* [Source text]:
--------------------------------
So how do we reduce energy consumption, assuming that is the goal?

We make oil and gas more expensive and develop cheap, efficient alternatives that don’t simply make it easier to consume traditional fossil fuels. That means solar, wind, hydro and geothermal are the answer.

Bottom Line for Investors:
1. Solar, geothermal, hydro, wind have huge potential over the next several years.
2. High oil prices will be the ‘cure’ that weans people off depleting oil resources.
3. As long as ‘efficiency’ (e.g. hybrid vehicles) is sought as a goal, rare earth metals provide a opportunity to to invest, as they are scarce and required to produce batteries.


  • http://www.selfdestructivebastards.com/ Chris Lawrence

    Jevons Paradox is an accurate description of our history since the Industrial Revolution, but it’s not a physical law. It has only happened because our primary goal has been economic growth. If our goal was sustainability instead, then efficiency could indeed be helpful in reducing total energy use.
--------------------------------
* [Problem requirements]:
Write out the text on reducing energy consumption in full, word for word. The listing comes from a separate source and has nothing to do with this text.

* [Data section]:
--------------------------------
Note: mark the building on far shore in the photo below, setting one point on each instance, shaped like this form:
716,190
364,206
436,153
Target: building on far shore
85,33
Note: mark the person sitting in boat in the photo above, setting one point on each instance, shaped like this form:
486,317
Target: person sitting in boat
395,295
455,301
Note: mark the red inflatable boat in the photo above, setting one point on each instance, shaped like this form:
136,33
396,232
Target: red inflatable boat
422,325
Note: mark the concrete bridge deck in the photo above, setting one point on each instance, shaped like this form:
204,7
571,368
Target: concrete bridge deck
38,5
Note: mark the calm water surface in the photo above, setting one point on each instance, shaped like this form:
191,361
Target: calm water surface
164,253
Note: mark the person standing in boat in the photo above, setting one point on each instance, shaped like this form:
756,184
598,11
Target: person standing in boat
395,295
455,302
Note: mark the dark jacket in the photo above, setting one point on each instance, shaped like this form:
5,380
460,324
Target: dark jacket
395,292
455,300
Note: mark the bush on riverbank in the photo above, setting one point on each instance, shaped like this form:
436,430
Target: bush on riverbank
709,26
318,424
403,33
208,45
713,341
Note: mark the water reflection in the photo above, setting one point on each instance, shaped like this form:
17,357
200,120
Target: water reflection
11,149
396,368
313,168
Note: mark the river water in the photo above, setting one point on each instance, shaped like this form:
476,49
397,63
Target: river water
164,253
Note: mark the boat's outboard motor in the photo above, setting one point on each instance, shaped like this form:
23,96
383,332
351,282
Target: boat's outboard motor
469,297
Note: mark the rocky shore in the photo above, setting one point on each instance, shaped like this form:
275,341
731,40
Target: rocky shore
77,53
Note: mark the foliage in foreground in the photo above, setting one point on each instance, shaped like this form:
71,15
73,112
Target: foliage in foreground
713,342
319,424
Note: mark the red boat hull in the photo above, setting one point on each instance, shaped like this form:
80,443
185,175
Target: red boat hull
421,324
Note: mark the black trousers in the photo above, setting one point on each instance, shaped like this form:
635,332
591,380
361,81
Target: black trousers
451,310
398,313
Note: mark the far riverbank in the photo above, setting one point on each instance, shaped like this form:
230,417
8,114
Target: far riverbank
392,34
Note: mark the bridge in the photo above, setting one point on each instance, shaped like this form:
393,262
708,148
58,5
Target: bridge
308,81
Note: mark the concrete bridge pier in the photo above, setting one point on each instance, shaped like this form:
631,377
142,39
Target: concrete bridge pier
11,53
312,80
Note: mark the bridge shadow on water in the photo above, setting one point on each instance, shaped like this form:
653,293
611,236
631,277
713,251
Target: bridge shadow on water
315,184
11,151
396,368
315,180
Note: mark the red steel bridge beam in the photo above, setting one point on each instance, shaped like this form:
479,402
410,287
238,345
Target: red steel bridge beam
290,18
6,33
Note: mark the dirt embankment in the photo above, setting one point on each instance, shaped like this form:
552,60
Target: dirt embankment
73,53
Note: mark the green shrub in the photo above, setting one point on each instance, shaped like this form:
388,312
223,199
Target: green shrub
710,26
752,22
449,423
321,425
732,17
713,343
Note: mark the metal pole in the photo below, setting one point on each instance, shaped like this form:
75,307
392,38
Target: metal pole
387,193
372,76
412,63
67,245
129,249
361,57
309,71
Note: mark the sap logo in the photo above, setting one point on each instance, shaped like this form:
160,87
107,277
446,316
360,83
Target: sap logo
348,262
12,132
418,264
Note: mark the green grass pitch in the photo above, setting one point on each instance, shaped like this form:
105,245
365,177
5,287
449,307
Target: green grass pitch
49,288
--------------------------------
* [Reply to the exercise]:
So how do we reduce energy consumption, assuming that is the goal?

We make oil and gas more expensive and develop cheap, efficient alternatives that don’t simply make it easier to consume traditional fossil fuels. That means solar, wind, hydro and geothermal are the answer.

Bottom Line for Investors:
1. Solar, geothermal, hydro, wind have huge potential over the next several years.
2. High oil prices will be the ‘cure’ that weans people off depleting oil resources.
3. As long as ‘efficiency’ (e.g. hybrid vehicles) is sought as a goal, rare earth metals provide a opportunity to to invest, as they are scarce and required to produce batteries.


  • http://www.selfdestructivebastards.com/ Chris Lawrence

    Jevons Paradox is an accurate description of our history since the Industrial Revolution, but it’s not a physical law. It has only happened because our primary goal has been economic growth. If our goal was sustainability instead, then efficiency could indeed be helpful in reducing total energy use.